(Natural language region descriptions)
——————
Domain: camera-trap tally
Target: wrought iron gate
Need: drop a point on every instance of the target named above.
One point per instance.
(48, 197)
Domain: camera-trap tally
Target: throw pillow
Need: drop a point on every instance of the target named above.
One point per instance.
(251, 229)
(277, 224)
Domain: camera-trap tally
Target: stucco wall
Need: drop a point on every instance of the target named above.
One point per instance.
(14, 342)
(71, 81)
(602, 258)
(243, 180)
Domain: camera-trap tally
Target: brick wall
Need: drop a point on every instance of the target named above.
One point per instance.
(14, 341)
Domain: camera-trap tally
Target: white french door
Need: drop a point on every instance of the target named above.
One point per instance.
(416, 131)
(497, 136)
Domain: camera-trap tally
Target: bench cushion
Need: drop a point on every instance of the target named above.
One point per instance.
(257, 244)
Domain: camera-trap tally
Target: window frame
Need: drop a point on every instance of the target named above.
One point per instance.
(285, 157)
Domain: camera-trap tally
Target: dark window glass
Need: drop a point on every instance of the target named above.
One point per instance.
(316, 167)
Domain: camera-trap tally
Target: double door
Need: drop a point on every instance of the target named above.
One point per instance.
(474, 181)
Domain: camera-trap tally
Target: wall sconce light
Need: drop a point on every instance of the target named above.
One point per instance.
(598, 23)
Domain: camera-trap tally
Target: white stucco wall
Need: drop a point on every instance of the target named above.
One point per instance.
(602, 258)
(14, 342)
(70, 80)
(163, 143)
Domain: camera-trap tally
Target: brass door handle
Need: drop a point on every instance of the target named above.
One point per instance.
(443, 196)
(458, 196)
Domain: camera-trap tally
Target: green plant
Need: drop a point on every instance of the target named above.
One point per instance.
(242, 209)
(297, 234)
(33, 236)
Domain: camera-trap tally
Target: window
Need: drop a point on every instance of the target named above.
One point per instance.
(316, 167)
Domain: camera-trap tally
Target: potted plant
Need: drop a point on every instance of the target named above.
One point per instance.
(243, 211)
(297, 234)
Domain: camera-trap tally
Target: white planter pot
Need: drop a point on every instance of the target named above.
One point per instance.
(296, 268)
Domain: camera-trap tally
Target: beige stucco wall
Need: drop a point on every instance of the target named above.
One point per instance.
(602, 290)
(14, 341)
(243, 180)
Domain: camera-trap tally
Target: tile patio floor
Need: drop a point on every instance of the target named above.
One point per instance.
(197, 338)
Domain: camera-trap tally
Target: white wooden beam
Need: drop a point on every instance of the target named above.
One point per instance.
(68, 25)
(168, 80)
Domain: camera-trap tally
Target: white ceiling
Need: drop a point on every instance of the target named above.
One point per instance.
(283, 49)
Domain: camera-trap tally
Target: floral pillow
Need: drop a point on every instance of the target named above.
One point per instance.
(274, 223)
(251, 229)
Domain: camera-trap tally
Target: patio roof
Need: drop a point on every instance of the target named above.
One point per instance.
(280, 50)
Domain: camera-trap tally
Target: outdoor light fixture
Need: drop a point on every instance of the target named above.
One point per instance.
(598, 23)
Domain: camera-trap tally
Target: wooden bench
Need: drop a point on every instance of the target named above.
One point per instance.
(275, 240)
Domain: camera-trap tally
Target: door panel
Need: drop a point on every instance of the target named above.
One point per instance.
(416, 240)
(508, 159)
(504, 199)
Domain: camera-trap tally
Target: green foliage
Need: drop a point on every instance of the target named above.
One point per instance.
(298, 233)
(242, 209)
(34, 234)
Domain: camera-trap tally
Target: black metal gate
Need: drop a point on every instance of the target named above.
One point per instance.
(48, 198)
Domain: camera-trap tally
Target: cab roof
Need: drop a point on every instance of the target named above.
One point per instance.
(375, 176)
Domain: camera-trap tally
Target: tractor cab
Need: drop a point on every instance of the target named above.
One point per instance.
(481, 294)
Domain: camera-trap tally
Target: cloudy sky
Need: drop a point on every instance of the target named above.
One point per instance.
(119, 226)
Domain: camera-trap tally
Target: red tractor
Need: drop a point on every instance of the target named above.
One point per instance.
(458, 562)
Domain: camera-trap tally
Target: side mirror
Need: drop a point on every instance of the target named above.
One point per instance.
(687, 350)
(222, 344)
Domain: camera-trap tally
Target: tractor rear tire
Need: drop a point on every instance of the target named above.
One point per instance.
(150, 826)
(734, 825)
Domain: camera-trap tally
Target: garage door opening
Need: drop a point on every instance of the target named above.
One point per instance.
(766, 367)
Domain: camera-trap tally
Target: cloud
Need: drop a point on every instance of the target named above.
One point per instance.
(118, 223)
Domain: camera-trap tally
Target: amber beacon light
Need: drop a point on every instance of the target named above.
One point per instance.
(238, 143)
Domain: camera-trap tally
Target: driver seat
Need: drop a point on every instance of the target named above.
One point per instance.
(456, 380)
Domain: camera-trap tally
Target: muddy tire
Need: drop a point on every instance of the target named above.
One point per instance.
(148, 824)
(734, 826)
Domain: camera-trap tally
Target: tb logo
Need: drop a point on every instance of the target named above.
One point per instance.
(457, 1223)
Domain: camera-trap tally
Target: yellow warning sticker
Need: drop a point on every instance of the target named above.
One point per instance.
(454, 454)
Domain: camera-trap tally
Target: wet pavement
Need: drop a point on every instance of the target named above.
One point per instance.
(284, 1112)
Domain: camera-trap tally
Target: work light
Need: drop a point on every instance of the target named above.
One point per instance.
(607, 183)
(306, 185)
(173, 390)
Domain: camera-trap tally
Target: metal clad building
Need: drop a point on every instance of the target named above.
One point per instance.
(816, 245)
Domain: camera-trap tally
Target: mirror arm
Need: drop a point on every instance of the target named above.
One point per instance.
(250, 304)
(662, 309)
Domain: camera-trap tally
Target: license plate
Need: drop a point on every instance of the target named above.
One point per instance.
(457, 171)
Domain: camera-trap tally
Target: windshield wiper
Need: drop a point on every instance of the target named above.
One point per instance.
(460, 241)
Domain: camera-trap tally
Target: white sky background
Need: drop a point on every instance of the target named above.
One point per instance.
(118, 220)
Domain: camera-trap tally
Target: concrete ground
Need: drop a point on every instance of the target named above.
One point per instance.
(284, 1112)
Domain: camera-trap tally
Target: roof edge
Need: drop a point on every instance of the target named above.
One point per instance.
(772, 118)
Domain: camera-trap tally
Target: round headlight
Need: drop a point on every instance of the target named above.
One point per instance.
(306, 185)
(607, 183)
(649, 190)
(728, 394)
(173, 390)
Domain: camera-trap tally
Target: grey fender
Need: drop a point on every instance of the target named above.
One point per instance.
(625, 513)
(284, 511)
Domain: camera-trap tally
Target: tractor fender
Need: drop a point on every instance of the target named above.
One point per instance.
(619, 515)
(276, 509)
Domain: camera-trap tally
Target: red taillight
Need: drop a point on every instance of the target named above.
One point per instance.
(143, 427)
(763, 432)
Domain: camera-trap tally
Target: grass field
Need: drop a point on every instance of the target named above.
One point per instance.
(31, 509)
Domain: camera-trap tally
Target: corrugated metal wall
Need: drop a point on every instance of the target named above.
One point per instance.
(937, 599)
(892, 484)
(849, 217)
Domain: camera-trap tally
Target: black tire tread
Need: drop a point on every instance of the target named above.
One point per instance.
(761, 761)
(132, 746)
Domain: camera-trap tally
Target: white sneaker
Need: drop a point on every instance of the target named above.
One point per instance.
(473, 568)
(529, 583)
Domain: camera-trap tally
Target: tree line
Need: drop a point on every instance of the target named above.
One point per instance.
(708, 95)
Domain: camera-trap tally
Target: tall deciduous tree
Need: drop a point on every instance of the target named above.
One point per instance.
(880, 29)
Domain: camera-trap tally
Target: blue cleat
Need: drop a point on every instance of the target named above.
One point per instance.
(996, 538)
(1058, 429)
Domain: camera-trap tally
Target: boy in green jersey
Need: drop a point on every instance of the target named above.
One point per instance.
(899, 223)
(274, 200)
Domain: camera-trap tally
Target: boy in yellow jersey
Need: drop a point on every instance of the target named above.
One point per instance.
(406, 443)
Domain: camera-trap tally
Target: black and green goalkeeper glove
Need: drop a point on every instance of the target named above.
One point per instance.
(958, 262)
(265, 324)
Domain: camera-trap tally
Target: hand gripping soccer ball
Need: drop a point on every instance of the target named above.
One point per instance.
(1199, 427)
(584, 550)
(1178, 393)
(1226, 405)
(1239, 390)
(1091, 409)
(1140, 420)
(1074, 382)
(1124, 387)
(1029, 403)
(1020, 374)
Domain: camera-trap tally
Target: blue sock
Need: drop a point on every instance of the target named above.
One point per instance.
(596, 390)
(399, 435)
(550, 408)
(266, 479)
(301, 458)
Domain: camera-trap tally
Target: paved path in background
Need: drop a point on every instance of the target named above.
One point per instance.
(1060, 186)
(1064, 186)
——————
- _Requirement_: All lines in the entries above that include "tractor" should be found and copied.

- _Worked solution_:
Target: tractor cab
Target: red tractor
Target: tractor rear tire
Target: tractor fender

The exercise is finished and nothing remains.